### O QUE SE PEDE
Pode repetir, sem alterar nada, o trecho do texto sobre Eloy de Souza que vai de "Liquide essa bacharelice" a "meu entusiasmo juvenil."?

### BLOCO DE TEXTO
————————
Foi um homem à frente do seu tempo: defendeu a flora e a fauna sertanejas antes da ciência ambiental, as dunas de Natal, os costumes e tradições, sempre com os olhos para o futuro.

Por Vicente Serejo

Liquide essa bacharelice que preciso de ti no Rio Grande do Norte!
A frase é de Pedro Velho e está nas Memórias de Eloy de Souza.

É ele, o próprio Eloy, quem descreve a cena mais de um século depois no seu livro publicado só em 1975, pela Fundação José Augusto, lembrando seu primeiro encontro com o líder republicano. Ele conta:

­— Eu não conhecia o Dr. Pedro Velho nem sequer de vista. Mas do Recife acompanhei suas campanhas no Rio Grande do Norte pela Abolição e pela República com todo o meu entusiasmo juvenil.

O acadêmico de Direito Eloy de Souza não conhecia pessoalmente Dr. Pedro Velho, como todos chamavam o chefe republicano no Rio Grande do Norte. Mas ele lembrava, mesmo sendo um homem importante, e tinha guardado na memória os telegramas de ‘calorosa solidariedade política’ do jovem estudante que morava no Recife, mas com suas raízes antigas naquela Macaíba onde passara a infância, e onde as duas famílias tinham relações desde o Século XIX, na cidade que era, então, o mais importante centro comercial do Estado.

O encontro foi no Cais da Lingüeta, onde hoje é o monumento do Marco Zero, no Recife, e onde está plantada a coluna de Francisco Brennand. Ali, ao lado de outros alunos, Eloy foi receber o novo líder político que acabava de representar o Estado na primeira Constituinte Republicana.
————————
### DADOS DE ORIGEM

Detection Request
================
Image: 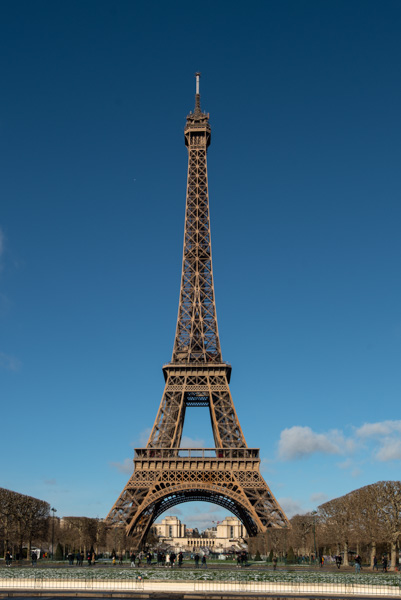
————————
### RESPOSTA DA TAREFA
Liquide essa bacharelice que preciso de ti no Rio Grande do Norte!
A frase é de Pedro Velho e está nas Memórias de Eloy de Souza.

É ele, o próprio Eloy, quem descreve a cena mais de um século depois no seu livro publicado só em 1975, pela Fundação José Augusto, lembrando seu primeiro encontro com o líder republicano. Ele conta:

­— Eu não conhecia o Dr. Pedro Velho nem sequer de vista. Mas do Recife acompanhei suas campanhas no Rio Grande do Norte pela Abolição e pela República com todo o meu entusiasmo juvenil.